• [O que fazer]
(1) No texto sobre afastamentos por saúde mental, quantos atestados o levantamento avaliou?
(2) Diga se cada afirmação concorda com o texto sobre afastamentos por saúde mental, respondendo sim ou não e citando as palavras do texto que decidem a questão.
(a) Os atestados avaliados foram cadastrados de janeiro de 2020 a abril deste ano.
(b) Letícia Lessa é gerente da startup Closecare.
(c) A pesquisa aponta uma queda nos afastamentos por problemas de saúde mental.
(3) Escreva a continuação do texto sobre afastamentos por saúde mental, começando logo depois da última frase dele.

• [Texto apresentado]

▬▬▬▬▬▬

Em meio à retomada da presencialidade nas empresas, pesquisa voltada em gestão de atestados médicos e saúde corporativa indica um crescimento de 30% nos afastamentos do trabalho devido a problemas de saúde mental.

O levantamento feito no país avaliou 480 mil atestados cadastrados na plataforma da startup Closecare entre janeiro de 2020 a abril deste ano. Foram avaliados atestados referentes a transtornos psíquicos e comportamentais, tais como: episódios depressivos, ansiedade e estresse.

“Essa era uma tendência. Desde o início da pandemia estimávamos um aumento. Só não se esperava que fosse em números tão significativos”, avalia a gerente do Centro de Inovação e Saúde Mental do Serviço Social da Indústria (Sesi), Letícia Lessa. “O período de isolamento, o medo da morte, a ameaça do desemprego. Todas são questões que atravessaram a nossa vida e aceleraram esse adoecimento.”

▬▬▬▬▬▬

• [Dados registrados]
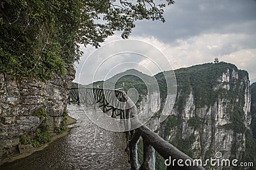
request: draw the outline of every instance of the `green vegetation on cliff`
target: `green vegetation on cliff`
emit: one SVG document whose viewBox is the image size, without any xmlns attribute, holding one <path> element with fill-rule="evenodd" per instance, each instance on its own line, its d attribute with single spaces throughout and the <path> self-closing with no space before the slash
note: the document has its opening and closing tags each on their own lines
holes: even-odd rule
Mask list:
<svg viewBox="0 0 256 170">
<path fill-rule="evenodd" d="M 231 153 L 233 154 L 232 157 L 234 157 L 239 152 L 237 150 L 242 146 L 241 145 L 243 145 L 241 139 L 239 139 L 242 137 L 241 137 L 241 136 L 239 136 L 239 134 L 245 134 L 246 132 L 243 107 L 246 102 L 245 92 L 248 90 L 246 89 L 248 84 L 248 73 L 246 71 L 238 69 L 234 64 L 223 62 L 217 64 L 207 63 L 187 68 L 181 68 L 175 70 L 174 72 L 177 83 L 177 94 L 174 109 L 177 111 L 177 115 L 168 117 L 162 124 L 164 132 L 163 132 L 164 134 L 162 134 L 161 136 L 167 139 L 170 132 L 173 132 L 175 135 L 174 136 L 173 134 L 171 136 L 172 138 L 170 142 L 184 153 L 189 156 L 193 156 L 195 153 L 204 154 L 204 153 L 206 152 L 207 156 L 211 157 L 214 154 L 213 152 L 214 152 L 214 149 L 212 149 L 212 145 L 214 145 L 214 140 L 216 138 L 214 131 L 217 129 L 227 132 L 231 131 L 234 132 L 232 132 L 231 135 L 234 135 L 233 137 L 236 139 L 235 142 L 232 143 L 230 146 L 232 148 Z M 128 73 L 129 71 L 125 71 L 120 74 L 129 74 Z M 157 81 L 163 103 L 167 93 L 164 74 L 160 73 L 155 75 L 154 78 Z M 112 79 L 106 80 L 106 83 L 110 80 Z M 117 81 L 116 86 L 118 88 L 121 87 L 122 82 L 125 82 L 125 89 L 124 89 L 126 90 L 129 88 L 135 88 L 141 96 L 145 95 L 147 92 L 143 91 L 143 89 L 141 89 L 143 88 L 143 86 L 140 85 L 146 83 L 133 75 L 121 78 Z M 102 84 L 103 81 L 98 81 L 93 85 L 100 87 Z M 252 90 L 253 91 L 253 90 Z M 193 101 L 192 104 L 195 104 L 193 105 L 195 109 L 189 111 L 193 117 L 188 119 L 186 124 L 188 127 L 186 127 L 185 129 L 188 131 L 192 132 L 192 134 L 188 132 L 184 132 L 184 127 L 182 127 L 185 119 L 188 118 L 184 117 L 184 113 L 190 94 L 193 95 Z M 220 105 L 222 106 L 221 108 L 225 108 L 223 111 L 225 114 L 223 116 L 225 117 L 225 118 L 227 118 L 225 121 L 228 122 L 226 125 L 222 126 L 216 125 L 215 122 L 221 118 L 218 118 L 216 115 L 216 111 L 211 110 L 211 112 L 209 113 L 209 115 L 207 116 L 203 115 L 203 113 L 201 113 L 208 112 L 211 107 L 218 108 Z M 202 111 L 202 110 L 205 111 Z M 204 114 L 205 114 L 205 113 Z M 223 118 L 221 117 L 221 118 Z M 209 127 L 209 129 L 210 129 L 210 131 L 212 131 L 212 132 L 207 132 L 211 139 L 207 144 L 204 143 L 205 141 L 203 141 L 203 140 L 207 140 L 207 139 L 200 139 L 202 137 L 200 135 L 205 133 L 205 131 L 207 130 L 205 127 Z M 195 131 L 200 134 L 193 134 Z M 185 135 L 186 138 L 182 138 L 185 136 L 184 133 L 189 133 L 189 134 Z M 198 135 L 201 137 L 197 138 Z M 237 137 L 237 139 L 236 138 Z M 254 149 L 254 141 L 250 139 L 250 136 L 246 134 L 246 139 L 248 138 L 249 138 L 246 139 L 246 148 Z M 204 145 L 205 146 L 208 145 L 209 146 L 205 148 L 206 150 L 191 150 L 192 146 L 195 146 L 196 140 L 199 143 L 198 145 L 202 145 L 201 147 L 202 148 L 205 147 Z M 237 143 L 236 141 L 237 141 Z M 140 148 L 139 150 L 140 157 L 141 157 L 141 149 Z M 241 157 L 241 155 L 239 156 Z M 243 160 L 249 160 L 252 157 L 253 155 L 246 154 L 244 155 Z M 159 155 L 157 159 L 161 160 Z M 163 168 L 163 164 L 161 162 L 157 162 L 156 164 L 156 168 L 160 168 L 160 167 Z"/>
<path fill-rule="evenodd" d="M 95 47 L 116 31 L 128 38 L 136 20 L 164 22 L 172 0 L 4 0 L 0 3 L 0 70 L 45 81 L 79 60 L 79 44 Z M 104 22 L 102 22 L 102 20 Z"/>
</svg>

▬▬▬▬▬▬

• [Respostas do exercício]
(1) O levantamento avaliou 480 mil atestados.

(2)
(a) Sim: “entre janeiro de 2020 a abril deste ano”.
(b) Não: “a gerente do Centro de Inovação e Saúde Mental do Serviço Social da Indústria (Sesi), Letícia Lessa”.
(c) Não: “um crescimento de 30% nos afastamentos do trabalho devido a problemas de saúde mental”.

(3)
Antes da chegada da covid-19 no país, os transtornos psicoemocionais eram a 3ª causa mais comum de afastamento do trabalho. Estimativas da Previdência Social apontam que esse tipo de enfermidade será a principal causa de afastamento do trabalho até 2030.

O tempo médio de afastamento por saúde mental costuma ser de seis dias. No caso dos atestados por ansiedade, o distanciamento do trabalho passou de 3,3 dias em 2020 para 4,7 dias neste ano.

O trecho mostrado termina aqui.